WHAT TO PRODUCE
Each record is to be printed again exactly, though not its pictures.

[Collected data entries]
>>>>

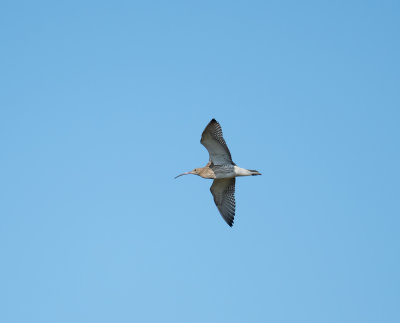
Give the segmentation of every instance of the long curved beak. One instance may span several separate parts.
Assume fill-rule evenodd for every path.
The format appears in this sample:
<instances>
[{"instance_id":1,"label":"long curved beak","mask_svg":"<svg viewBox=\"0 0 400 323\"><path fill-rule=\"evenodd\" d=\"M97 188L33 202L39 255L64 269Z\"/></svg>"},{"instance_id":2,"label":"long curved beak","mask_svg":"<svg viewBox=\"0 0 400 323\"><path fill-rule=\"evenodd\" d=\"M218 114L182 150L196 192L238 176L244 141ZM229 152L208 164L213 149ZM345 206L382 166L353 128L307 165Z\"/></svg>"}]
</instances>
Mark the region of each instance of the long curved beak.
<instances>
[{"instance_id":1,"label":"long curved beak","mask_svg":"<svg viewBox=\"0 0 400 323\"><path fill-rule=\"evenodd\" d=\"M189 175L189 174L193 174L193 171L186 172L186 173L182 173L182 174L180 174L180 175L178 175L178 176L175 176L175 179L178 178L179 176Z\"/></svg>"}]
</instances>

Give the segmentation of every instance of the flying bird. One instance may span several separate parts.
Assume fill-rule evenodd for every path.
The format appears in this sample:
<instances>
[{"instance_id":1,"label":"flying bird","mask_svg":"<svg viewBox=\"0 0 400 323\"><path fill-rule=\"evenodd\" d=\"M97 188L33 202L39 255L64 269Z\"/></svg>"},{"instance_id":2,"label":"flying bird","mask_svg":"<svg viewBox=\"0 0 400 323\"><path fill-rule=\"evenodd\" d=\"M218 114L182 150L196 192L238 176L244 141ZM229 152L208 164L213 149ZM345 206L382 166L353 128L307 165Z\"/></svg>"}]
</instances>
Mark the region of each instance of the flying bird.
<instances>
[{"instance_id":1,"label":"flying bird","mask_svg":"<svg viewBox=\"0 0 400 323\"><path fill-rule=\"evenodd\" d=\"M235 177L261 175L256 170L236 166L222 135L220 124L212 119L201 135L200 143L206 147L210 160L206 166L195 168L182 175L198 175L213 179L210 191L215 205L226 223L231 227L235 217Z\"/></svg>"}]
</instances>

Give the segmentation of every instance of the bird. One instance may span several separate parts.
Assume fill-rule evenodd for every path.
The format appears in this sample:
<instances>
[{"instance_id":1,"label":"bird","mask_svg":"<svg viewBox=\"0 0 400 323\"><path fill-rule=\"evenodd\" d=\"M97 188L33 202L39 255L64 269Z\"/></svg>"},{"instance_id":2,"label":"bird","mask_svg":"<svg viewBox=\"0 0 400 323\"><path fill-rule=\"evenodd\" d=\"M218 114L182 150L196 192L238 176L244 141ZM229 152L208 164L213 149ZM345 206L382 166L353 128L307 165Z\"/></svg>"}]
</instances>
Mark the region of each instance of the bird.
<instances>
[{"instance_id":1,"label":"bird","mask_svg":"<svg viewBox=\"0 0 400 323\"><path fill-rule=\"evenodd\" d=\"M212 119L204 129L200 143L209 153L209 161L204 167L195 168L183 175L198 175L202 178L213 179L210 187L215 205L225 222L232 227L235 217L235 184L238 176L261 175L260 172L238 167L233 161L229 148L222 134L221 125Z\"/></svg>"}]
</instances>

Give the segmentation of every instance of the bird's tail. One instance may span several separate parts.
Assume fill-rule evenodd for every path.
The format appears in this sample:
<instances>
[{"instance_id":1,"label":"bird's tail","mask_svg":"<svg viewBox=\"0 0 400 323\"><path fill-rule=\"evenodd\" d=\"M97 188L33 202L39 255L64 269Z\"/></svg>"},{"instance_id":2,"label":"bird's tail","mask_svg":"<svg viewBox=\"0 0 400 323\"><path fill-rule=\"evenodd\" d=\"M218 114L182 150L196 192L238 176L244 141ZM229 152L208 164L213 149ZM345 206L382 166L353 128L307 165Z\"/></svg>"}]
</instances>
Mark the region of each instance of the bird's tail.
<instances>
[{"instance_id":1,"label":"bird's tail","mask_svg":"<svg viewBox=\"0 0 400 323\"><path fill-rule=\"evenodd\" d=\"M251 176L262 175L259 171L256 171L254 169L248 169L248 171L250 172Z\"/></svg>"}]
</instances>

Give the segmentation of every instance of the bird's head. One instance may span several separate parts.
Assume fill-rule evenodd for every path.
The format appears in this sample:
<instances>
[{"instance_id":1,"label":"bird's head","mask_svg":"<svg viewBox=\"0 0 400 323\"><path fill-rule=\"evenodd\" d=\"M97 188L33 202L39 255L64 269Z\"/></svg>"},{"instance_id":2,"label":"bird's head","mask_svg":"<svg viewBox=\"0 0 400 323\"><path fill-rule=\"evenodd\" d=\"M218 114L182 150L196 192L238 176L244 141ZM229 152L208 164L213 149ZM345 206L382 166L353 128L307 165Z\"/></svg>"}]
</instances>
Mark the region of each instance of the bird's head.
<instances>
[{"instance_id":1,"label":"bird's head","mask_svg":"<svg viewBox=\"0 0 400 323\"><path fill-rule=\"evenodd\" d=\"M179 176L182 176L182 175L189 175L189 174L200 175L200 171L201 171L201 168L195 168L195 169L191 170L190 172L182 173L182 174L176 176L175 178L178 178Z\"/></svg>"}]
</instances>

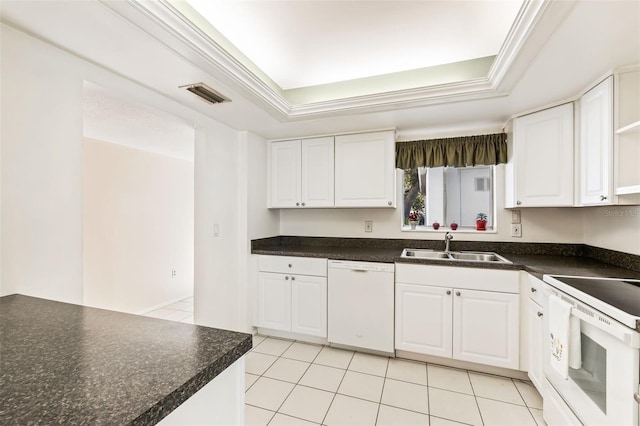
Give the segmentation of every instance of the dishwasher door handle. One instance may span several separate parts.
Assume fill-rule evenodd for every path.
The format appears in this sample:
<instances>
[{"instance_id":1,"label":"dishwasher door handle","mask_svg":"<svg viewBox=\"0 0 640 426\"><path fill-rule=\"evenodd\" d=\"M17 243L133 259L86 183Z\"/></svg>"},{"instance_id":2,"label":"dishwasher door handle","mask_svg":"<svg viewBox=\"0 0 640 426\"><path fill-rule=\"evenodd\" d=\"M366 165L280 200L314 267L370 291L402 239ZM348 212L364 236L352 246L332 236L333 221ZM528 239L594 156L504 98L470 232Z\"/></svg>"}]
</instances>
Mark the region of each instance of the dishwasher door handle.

<<<<

TASK SOLUTION
Give the segmentation of every instance of the long curved beak. One instance may span several separate parts.
Assume fill-rule evenodd for every path.
The format appears in this sample:
<instances>
[{"instance_id":1,"label":"long curved beak","mask_svg":"<svg viewBox=\"0 0 400 323\"><path fill-rule=\"evenodd\" d=\"M97 188L33 202L39 255L64 269Z\"/></svg>"},{"instance_id":2,"label":"long curved beak","mask_svg":"<svg viewBox=\"0 0 400 323\"><path fill-rule=\"evenodd\" d=\"M218 114L182 150L196 192L238 176L244 141ZM229 152L208 164L213 149ZM345 206L382 166L353 128L307 165Z\"/></svg>"}]
</instances>
Mark the region of each instance of the long curved beak.
<instances>
[{"instance_id":1,"label":"long curved beak","mask_svg":"<svg viewBox=\"0 0 400 323\"><path fill-rule=\"evenodd\" d=\"M189 175L189 174L193 174L193 171L186 172L186 173L182 173L182 174L180 174L180 175L178 175L178 176L175 176L175 179L178 178L179 176Z\"/></svg>"}]
</instances>

Give the segmentation of every instance of the flying bird. One instance may span several separate parts.
Assume fill-rule evenodd for every path.
The format appears in this sample:
<instances>
[{"instance_id":1,"label":"flying bird","mask_svg":"<svg viewBox=\"0 0 400 323\"><path fill-rule=\"evenodd\" d=\"M97 188L33 202L39 255L64 269Z\"/></svg>"},{"instance_id":2,"label":"flying bird","mask_svg":"<svg viewBox=\"0 0 400 323\"><path fill-rule=\"evenodd\" d=\"M218 114L182 150L196 192L238 176L244 141ZM229 152L208 164L213 149ZM345 206L382 166L353 128L307 165Z\"/></svg>"}]
</instances>
Mark the region of each instance of the flying bird.
<instances>
[{"instance_id":1,"label":"flying bird","mask_svg":"<svg viewBox=\"0 0 400 323\"><path fill-rule=\"evenodd\" d=\"M235 177L261 175L256 170L236 166L222 135L220 124L212 119L201 135L200 143L206 147L210 160L206 166L195 168L182 175L198 175L213 179L210 191L215 205L226 223L231 227L235 217Z\"/></svg>"}]
</instances>

Give the segmentation of every instance of the bird. One instance may span several separate parts.
Assume fill-rule evenodd for every path.
The format appears in this sample:
<instances>
[{"instance_id":1,"label":"bird","mask_svg":"<svg viewBox=\"0 0 400 323\"><path fill-rule=\"evenodd\" d=\"M97 188L33 202L39 255L64 269Z\"/></svg>"},{"instance_id":2,"label":"bird","mask_svg":"<svg viewBox=\"0 0 400 323\"><path fill-rule=\"evenodd\" d=\"M218 114L182 150L196 192L238 176L244 141ZM229 152L208 164L213 149ZM345 206L382 166L353 128L307 165Z\"/></svg>"}]
</instances>
Mark the region of each instance of the bird.
<instances>
[{"instance_id":1,"label":"bird","mask_svg":"<svg viewBox=\"0 0 400 323\"><path fill-rule=\"evenodd\" d=\"M212 119L204 129L200 143L209 153L209 161L204 167L195 168L183 175L198 175L202 178L213 179L210 187L215 205L225 222L232 227L235 217L235 184L238 176L261 175L260 172L238 167L233 161L229 148L222 134L221 125Z\"/></svg>"}]
</instances>

Give the segmentation of every instance of the bird's tail. One instance may span several separate parts.
Assume fill-rule evenodd for every path.
The format appears in this sample:
<instances>
[{"instance_id":1,"label":"bird's tail","mask_svg":"<svg viewBox=\"0 0 400 323\"><path fill-rule=\"evenodd\" d=\"M97 188L33 202L39 255L64 269Z\"/></svg>"},{"instance_id":2,"label":"bird's tail","mask_svg":"<svg viewBox=\"0 0 400 323\"><path fill-rule=\"evenodd\" d=\"M218 114L182 150L196 192L238 176L244 141ZM229 152L208 164L213 149ZM345 206L382 166L353 128L307 165Z\"/></svg>"}]
</instances>
Mark the region of each instance of the bird's tail.
<instances>
[{"instance_id":1,"label":"bird's tail","mask_svg":"<svg viewBox=\"0 0 400 323\"><path fill-rule=\"evenodd\" d=\"M251 176L262 175L259 171L256 171L254 169L248 169L248 171L250 172Z\"/></svg>"}]
</instances>

Give the segmentation of every instance of the bird's head. One instance may span several separate parts.
Assume fill-rule evenodd for every path.
The format appears in this sample:
<instances>
[{"instance_id":1,"label":"bird's head","mask_svg":"<svg viewBox=\"0 0 400 323\"><path fill-rule=\"evenodd\" d=\"M97 188L33 202L39 255L64 269Z\"/></svg>"},{"instance_id":2,"label":"bird's head","mask_svg":"<svg viewBox=\"0 0 400 323\"><path fill-rule=\"evenodd\" d=\"M218 114L182 150L196 192L238 176L244 141ZM229 152L208 164L213 149ZM345 206L382 166L353 128L307 165Z\"/></svg>"}]
</instances>
Mark the region of each instance of the bird's head.
<instances>
[{"instance_id":1,"label":"bird's head","mask_svg":"<svg viewBox=\"0 0 400 323\"><path fill-rule=\"evenodd\" d=\"M179 176L182 176L182 175L189 175L189 174L200 175L200 171L201 171L201 168L195 168L195 169L191 170L190 172L182 173L182 174L176 176L175 178L178 178Z\"/></svg>"}]
</instances>

Give the segmentation of every instance of the dishwasher door handle. One instance may span several separate parts.
Assume fill-rule evenodd for every path.
The format appears in this sample:
<instances>
[{"instance_id":1,"label":"dishwasher door handle","mask_svg":"<svg viewBox=\"0 0 640 426\"><path fill-rule=\"evenodd\" d=\"M17 243L133 259L86 183Z\"/></svg>"},{"instance_id":2,"label":"dishwasher door handle","mask_svg":"<svg viewBox=\"0 0 640 426\"><path fill-rule=\"evenodd\" d=\"M366 165L280 200L314 267L370 291L402 239ZM348 212L364 236L352 246L332 236L333 221ZM528 239L594 156L504 98L470 232Z\"/></svg>"}]
</instances>
Mark the region of each instance of the dishwasher door handle.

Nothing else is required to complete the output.